PROBLEM DESCRIPTION
Report, copied in full, each line of the entries below that contains the word "write".

DATA ROWS
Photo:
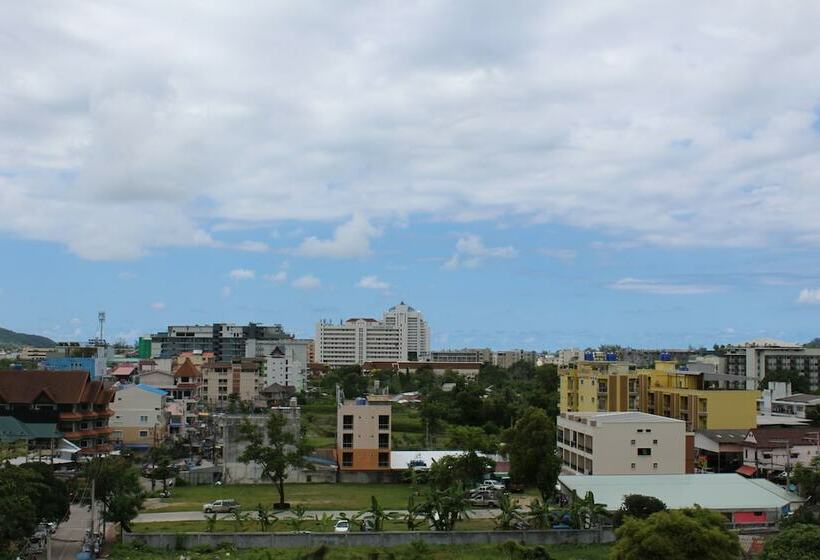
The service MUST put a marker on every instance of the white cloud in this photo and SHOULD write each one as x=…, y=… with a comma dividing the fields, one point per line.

...

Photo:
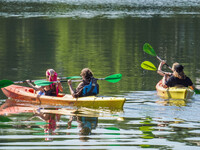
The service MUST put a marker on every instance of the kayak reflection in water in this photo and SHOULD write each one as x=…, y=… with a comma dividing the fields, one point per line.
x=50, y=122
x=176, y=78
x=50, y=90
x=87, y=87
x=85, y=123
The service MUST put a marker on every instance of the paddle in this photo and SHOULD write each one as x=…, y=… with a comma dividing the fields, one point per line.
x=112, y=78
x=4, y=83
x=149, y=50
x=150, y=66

---

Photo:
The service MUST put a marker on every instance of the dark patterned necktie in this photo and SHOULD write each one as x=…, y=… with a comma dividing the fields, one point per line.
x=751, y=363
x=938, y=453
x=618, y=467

EXERCISE RESULT
The service MUST put a marker on every instance of the white cloud in this photo and SHOULD write each one as x=…, y=… with a comma dividing the fields, one point per line.
The service MUST put a marker on every instance of the kayak reflection in water in this photo and SHOULD write each one as x=…, y=… with a comma dividing the fields, one point per line.
The service MUST put a marker on every instance of the paddle in this photo and SHOULD write each one as x=…, y=… with a comma dividing the fields, one point per line.
The service MUST put a marker on every instance of the dark patterned necktie in this photo and SHOULD write each one as x=…, y=… with a comma dividing the fields, one point per line.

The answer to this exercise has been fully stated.